■ Selected passage ■
((
Canada’s airline passenger rules: stakeholders voice opposition


Canada’s recent implementation of new air passenger protection rules has followed a familiar pattern – high profile incidents of passengers becoming stranded spur calls for action; recommendations are made; consultations take place with industry stakeholders; and new rules become adopted. 

The first set of Canada’s new 'Air Passenger Protection Regulations' became effective in Jul-2019 and a lawsuit has been filed by numerous airlines arguing that the required payments under those rules violate international aviation treaties. Consumer groups have also expressed some disappointment that the new rules do not go far enough. 

Opponents of the new regulations warn the rules will ultimately drive airfares up, and although the courts have acknowledged that they have received the legal complaint, it could be some time before a decision is rendered in the case, which means that for now the status quo remains.
))
■ Data shown ■
((
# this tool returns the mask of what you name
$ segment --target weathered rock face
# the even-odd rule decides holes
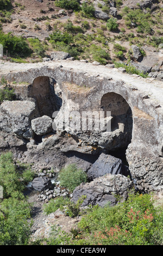
[[[27,81],[30,83],[31,90],[36,86],[33,82],[37,78],[37,88],[41,88],[39,82],[41,83],[43,77],[51,77],[58,83],[62,93],[62,106],[54,119],[56,132],[62,134],[67,132],[71,135],[76,140],[76,144],[70,143],[68,149],[68,145],[62,144],[59,147],[55,141],[56,152],[59,152],[61,155],[61,151],[62,156],[69,154],[68,150],[93,155],[105,150],[109,154],[111,149],[115,150],[123,145],[128,146],[127,160],[131,175],[137,187],[141,191],[160,190],[163,186],[161,82],[150,78],[144,79],[137,75],[131,76],[121,72],[117,69],[101,65],[95,66],[84,62],[66,60],[30,64],[30,66],[28,65],[17,64],[20,72],[16,73],[12,70],[9,72],[7,67],[5,70],[2,67],[1,72],[9,82]],[[32,95],[32,97],[35,95],[36,97],[37,94]],[[105,96],[106,99],[109,99],[108,101],[103,101]],[[43,94],[41,97],[40,99],[43,99]],[[84,111],[90,111],[91,113],[96,111],[99,113],[102,111],[102,102],[106,103],[106,105],[103,105],[105,109],[110,109],[112,112],[111,118],[106,119],[108,122],[111,120],[111,125],[113,121],[110,132],[106,132],[103,129],[96,130],[93,125],[92,129],[72,129],[71,121],[76,118],[75,115],[71,116],[72,111],[76,111],[79,113],[76,120],[80,121],[81,115]],[[41,105],[40,103],[40,107]],[[116,113],[116,110],[119,113]],[[63,115],[70,117],[69,123],[66,120],[63,123]],[[86,118],[85,120],[89,119]],[[8,121],[7,115],[2,120],[4,122]],[[7,125],[4,127],[8,129]],[[51,145],[53,142],[52,139]],[[42,159],[43,153],[48,158],[50,144],[46,146],[47,150],[46,148],[42,148],[41,143],[34,145],[30,151],[33,161],[37,161],[37,154],[42,154]],[[53,148],[52,149],[49,151],[51,155],[53,151],[54,158],[52,159],[53,159],[58,153],[54,153]],[[28,149],[27,152],[28,156]],[[64,161],[62,161],[63,164],[65,164]]]
[[[117,202],[116,195],[122,197],[123,200],[126,199],[128,190],[130,190],[132,186],[131,181],[123,175],[106,174],[77,187],[73,191],[72,200],[76,202],[82,196],[86,196],[83,206],[90,204],[103,206],[109,202],[112,206]]]
[[[29,139],[34,136],[31,120],[38,115],[34,102],[6,101],[0,107],[0,128],[7,132],[12,131],[21,137]]]
[[[32,187],[35,190],[41,191],[52,187],[50,179],[47,177],[37,177],[32,181]]]
[[[88,170],[87,174],[90,179],[111,174],[124,174],[127,176],[127,167],[125,167],[122,160],[110,155],[102,153]]]
[[[32,130],[37,135],[44,135],[53,130],[53,120],[49,117],[43,115],[33,119],[31,121]]]

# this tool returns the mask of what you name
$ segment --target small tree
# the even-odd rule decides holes
[[[114,31],[118,27],[118,24],[117,22],[117,19],[110,18],[106,23],[106,26],[109,31]]]

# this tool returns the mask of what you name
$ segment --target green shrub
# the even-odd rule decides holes
[[[5,198],[16,192],[21,193],[24,189],[25,183],[32,180],[32,174],[30,174],[30,170],[27,171],[26,168],[22,167],[22,169],[21,172],[17,169],[11,153],[2,154],[0,156],[0,185],[3,187]]]
[[[102,65],[105,65],[110,59],[109,52],[101,46],[92,44],[90,47],[90,51],[93,60],[99,62]]]
[[[14,93],[14,89],[9,88],[0,89],[0,104],[4,100],[14,100],[16,95]]]
[[[78,169],[75,164],[69,164],[62,169],[59,177],[60,185],[67,187],[71,192],[82,182],[87,181],[86,173],[82,169]]]
[[[154,23],[151,15],[151,10],[147,9],[145,13],[140,9],[131,10],[126,7],[122,10],[125,24],[128,28],[132,27],[132,23],[137,27],[137,32],[140,33],[152,34],[152,26]]]
[[[0,10],[10,10],[12,4],[10,0],[0,0]]]
[[[110,18],[108,20],[106,26],[109,31],[114,31],[118,27],[118,24],[117,22],[117,19]]]
[[[153,245],[162,242],[162,210],[154,208],[151,195],[131,194],[115,206],[90,208],[79,227],[93,245]]]
[[[73,11],[80,10],[80,6],[77,0],[57,0],[55,4],[57,7],[66,10],[73,10]]]
[[[68,198],[62,197],[54,199],[51,199],[48,204],[43,205],[43,211],[48,215],[52,212],[55,212],[59,208],[62,210],[63,206],[67,205],[68,202]]]
[[[66,23],[64,26],[64,28],[66,31],[67,31],[67,32],[70,32],[73,34],[84,33],[83,30],[79,26],[73,26],[71,22]]]
[[[125,47],[122,46],[122,45],[117,43],[114,44],[114,48],[117,51],[122,51],[123,52],[126,51],[126,48],[125,48]]]
[[[45,48],[42,43],[38,38],[29,38],[28,39],[34,51],[37,55],[41,57],[45,56]]]
[[[27,245],[32,224],[30,205],[24,196],[14,192],[1,202],[0,245]]]
[[[120,62],[115,62],[115,68],[120,68],[122,67],[126,69],[126,72],[129,74],[135,74],[136,75],[139,75],[142,77],[146,78],[148,77],[148,74],[145,74],[141,71],[137,69],[134,66],[131,65],[129,63],[128,64],[124,63],[121,63]]]
[[[68,215],[72,218],[77,217],[80,212],[80,207],[86,198],[86,196],[82,196],[76,203],[74,203],[73,201],[68,202],[66,215]]]
[[[0,32],[0,44],[3,46],[3,52],[7,51],[10,57],[24,58],[32,53],[25,39],[13,35],[10,32]]]
[[[121,59],[123,57],[123,52],[122,51],[119,51],[118,52],[115,52],[115,54],[116,58]]]
[[[84,17],[91,18],[94,17],[95,8],[92,3],[84,2],[82,5],[82,15]]]
[[[67,32],[61,33],[57,31],[51,34],[48,40],[51,44],[55,44],[57,42],[62,42],[66,44],[73,42],[73,37]]]

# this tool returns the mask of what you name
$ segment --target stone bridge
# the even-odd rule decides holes
[[[58,132],[66,130],[82,148],[91,146],[106,153],[127,148],[126,158],[137,187],[145,191],[162,190],[162,82],[130,75],[109,65],[68,59],[7,63],[0,63],[0,76],[15,87],[22,99],[35,99],[41,116],[52,117],[53,112],[59,111],[55,118]],[[52,98],[52,84],[55,98]],[[110,131],[60,126],[61,116],[68,112],[102,110],[111,111]]]

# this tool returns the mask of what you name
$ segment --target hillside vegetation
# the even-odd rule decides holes
[[[61,51],[102,65],[128,63],[135,61],[131,45],[145,56],[145,45],[157,51],[163,43],[162,1],[147,2],[1,0],[0,43],[14,62]]]

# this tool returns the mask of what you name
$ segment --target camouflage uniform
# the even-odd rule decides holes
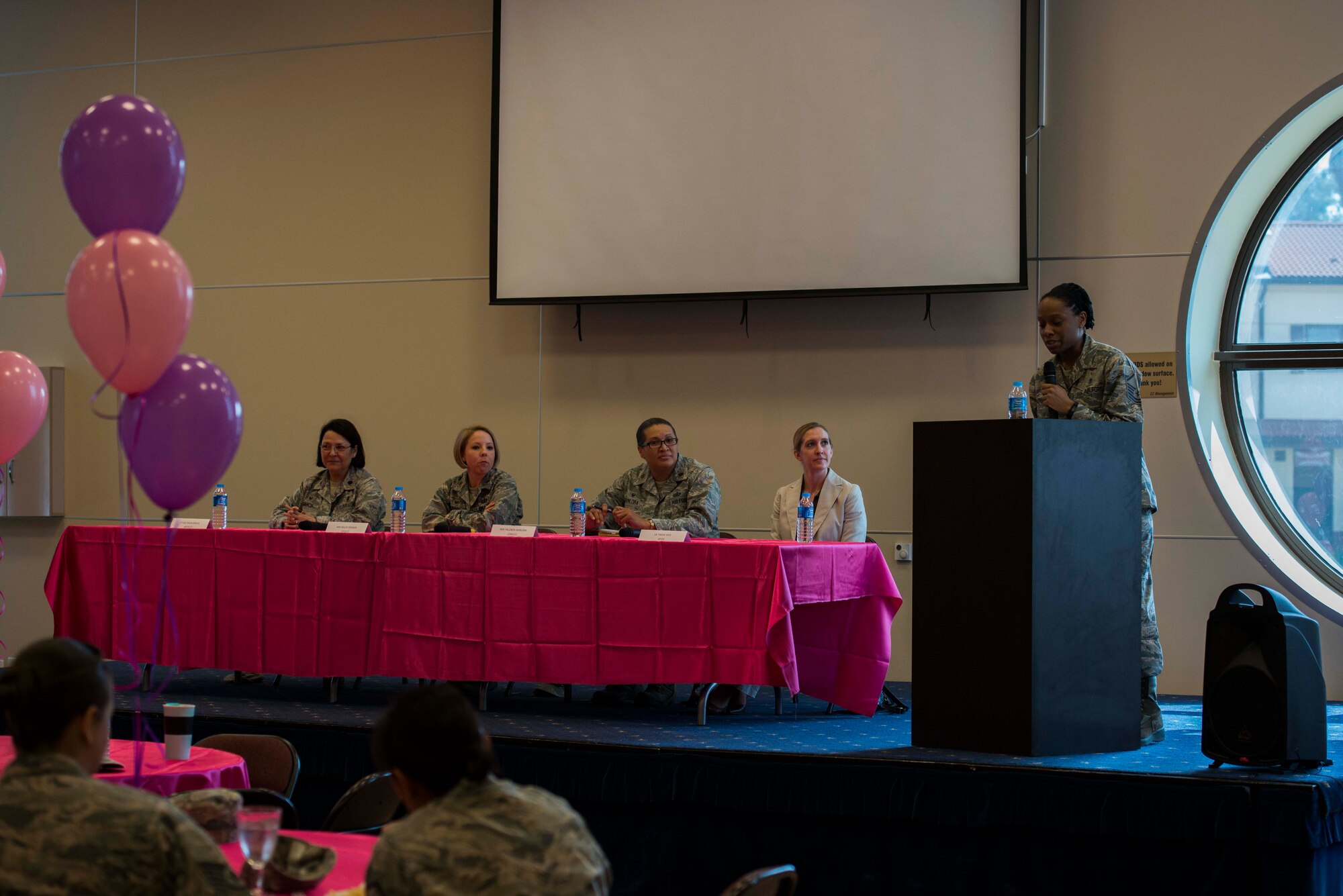
[[[639,464],[622,473],[588,507],[629,507],[651,522],[654,528],[684,528],[697,538],[719,537],[719,504],[723,498],[712,467],[681,455],[665,488],[666,494],[659,494],[649,465]],[[619,528],[610,514],[602,524]]]
[[[271,528],[285,524],[285,504],[297,507],[318,523],[369,523],[375,533],[381,531],[387,514],[383,487],[373,473],[359,467],[351,467],[340,486],[332,486],[330,473],[325,469],[305,479],[298,491],[271,512]]]
[[[0,893],[238,893],[219,846],[161,797],[94,781],[58,752],[0,779]]]
[[[1082,337],[1082,353],[1072,370],[1054,362],[1058,385],[1077,402],[1072,420],[1125,420],[1143,423],[1143,397],[1139,386],[1143,374],[1138,365],[1119,349],[1096,342],[1089,335]],[[1034,417],[1048,417],[1049,405],[1041,397],[1039,386],[1045,381],[1044,370],[1037,370],[1030,378],[1030,413]],[[1062,416],[1062,414],[1061,414]],[[1162,673],[1162,641],[1156,632],[1156,600],[1152,597],[1152,514],[1156,512],[1156,492],[1152,491],[1152,476],[1147,472],[1147,457],[1143,465],[1143,583],[1142,583],[1142,660],[1143,677]]]
[[[471,498],[471,483],[463,471],[438,487],[434,498],[424,508],[420,526],[426,533],[434,531],[439,523],[469,526],[477,533],[489,528],[485,524],[485,507],[494,502],[490,524],[517,526],[522,520],[522,498],[517,494],[517,483],[502,469],[492,469],[481,480],[481,488]]]
[[[489,775],[383,828],[368,896],[602,896],[611,864],[568,802]]]

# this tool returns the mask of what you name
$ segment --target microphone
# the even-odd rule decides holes
[[[1054,362],[1053,361],[1046,361],[1045,366],[1041,368],[1041,370],[1045,374],[1045,382],[1048,382],[1052,386],[1057,386],[1058,385],[1058,369],[1054,368]],[[1050,408],[1049,409],[1049,418],[1050,420],[1058,420],[1058,412],[1054,410],[1053,408]]]

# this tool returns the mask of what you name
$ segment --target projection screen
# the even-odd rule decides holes
[[[496,0],[490,302],[1023,288],[1022,0]]]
))
■ Task to carry out ■
Reproduce everything in the article on Canada's airline passenger rules from "Canada’s airline passenger" down to "rules become adopted.", word for word.

■ Exercise solution ■
Canada’s airline passenger rules: stakeholders voice opposition


Canada’s recent implementation of new air passenger protection rules has followed a familiar pattern – high profile incidents of passengers becoming stranded spur calls for action; recommendations are made; consultations take place with industry stakeholders; and new rules become adopted.